* _THE REQUEST_
Reproduce every line of the records below word for word, without the pictures.

* _RECORDS TO PROCESS_
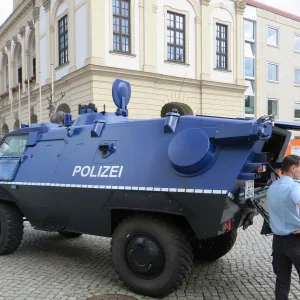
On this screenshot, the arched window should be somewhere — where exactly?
[2,54,8,92]
[27,29,36,77]
[30,114,37,124]
[13,43,23,84]
[14,119,20,130]
[2,124,9,137]
[161,102,193,118]
[56,103,71,114]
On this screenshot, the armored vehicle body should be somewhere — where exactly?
[0,79,297,297]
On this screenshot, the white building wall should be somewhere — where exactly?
[56,2,68,16]
[39,6,46,35]
[40,36,48,85]
[157,0,196,78]
[244,5,257,21]
[75,4,88,69]
[105,0,140,70]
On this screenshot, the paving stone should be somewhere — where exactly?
[0,217,300,300]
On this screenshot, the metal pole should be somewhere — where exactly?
[27,78,30,125]
[9,88,14,131]
[51,64,54,103]
[40,72,43,123]
[18,83,22,128]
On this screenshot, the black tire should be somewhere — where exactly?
[58,231,82,239]
[111,215,193,297]
[0,203,24,255]
[193,229,237,261]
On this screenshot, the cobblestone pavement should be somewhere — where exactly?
[0,217,300,300]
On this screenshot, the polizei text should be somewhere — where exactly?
[72,166,123,177]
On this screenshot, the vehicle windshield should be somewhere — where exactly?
[0,134,28,157]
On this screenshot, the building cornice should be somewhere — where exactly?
[0,0,32,40]
[14,65,247,97]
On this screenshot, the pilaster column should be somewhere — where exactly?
[32,7,41,83]
[68,0,77,73]
[0,71,4,94]
[5,40,14,89]
[85,0,106,65]
[139,0,145,70]
[195,16,202,79]
[234,0,247,85]
[19,26,29,93]
[143,0,158,73]
[201,0,213,80]
[43,0,52,83]
[48,25,55,77]
[0,50,5,94]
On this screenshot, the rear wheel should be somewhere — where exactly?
[111,215,193,297]
[58,231,82,239]
[193,229,237,261]
[0,203,24,255]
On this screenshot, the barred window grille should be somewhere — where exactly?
[167,12,185,62]
[58,15,69,65]
[216,24,228,70]
[113,0,131,53]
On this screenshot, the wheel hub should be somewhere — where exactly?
[126,235,164,279]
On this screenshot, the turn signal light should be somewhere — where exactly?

* _FINAL ANSWER_
On this screenshot, the arched window should be somewhere — where exactly?
[2,54,8,92]
[27,29,36,77]
[30,114,37,124]
[13,43,23,84]
[14,119,20,130]
[2,124,9,137]
[161,102,193,118]
[56,103,71,114]
On this screenshot, the armored vehicle body should be somewhere — where exactly?
[0,79,297,297]
On this screenshot, the white building wall should be somewhere — where exactly?
[56,2,68,16]
[39,6,46,35]
[40,36,48,85]
[157,0,196,78]
[244,5,257,21]
[75,4,88,69]
[105,0,140,70]
On this screenshot, the paving stone should be somewhere — where exactly?
[0,217,300,300]
On this screenshot, the metal pole should be somewhere — where exactly?
[27,78,30,125]
[9,88,14,131]
[51,64,54,103]
[40,72,43,123]
[18,83,22,128]
On this screenshot, the black tire should be somewhere — where exactly?
[58,231,82,239]
[111,215,193,297]
[0,203,24,255]
[193,229,237,261]
On this screenshot, the cobblestone pavement should be somewhere — where exactly?
[0,217,300,300]
On this screenshot, the polizei text should be somewhere — where exactly?
[72,166,123,177]
On this screenshot, the vehicle windshield should be somewhere — where exactly?
[0,134,28,157]
On this screenshot, the building cornice should be somewhere — where exactly?
[0,0,32,40]
[14,65,247,97]
On this screenshot, the pilaster column should be somewhere — where exactly?
[32,7,41,83]
[68,0,77,73]
[0,71,4,94]
[5,40,14,89]
[85,0,106,65]
[139,0,145,70]
[195,16,202,79]
[234,0,247,85]
[19,26,29,93]
[143,0,158,73]
[201,0,213,80]
[43,0,52,83]
[48,25,55,77]
[0,50,5,94]
On this screenshot, the rear wheel should be somewhere — where exactly?
[111,215,193,297]
[58,231,82,239]
[193,229,237,261]
[0,203,24,255]
On this screenshot, the barred window grille should be somewhere — where exactly?
[167,12,185,62]
[58,15,69,65]
[216,24,228,70]
[113,0,131,53]
On this screenshot, the wheel hub should be somewhere — where exactly?
[126,235,164,279]
On this screenshot, the turn signal light should be somewhere — where exactly?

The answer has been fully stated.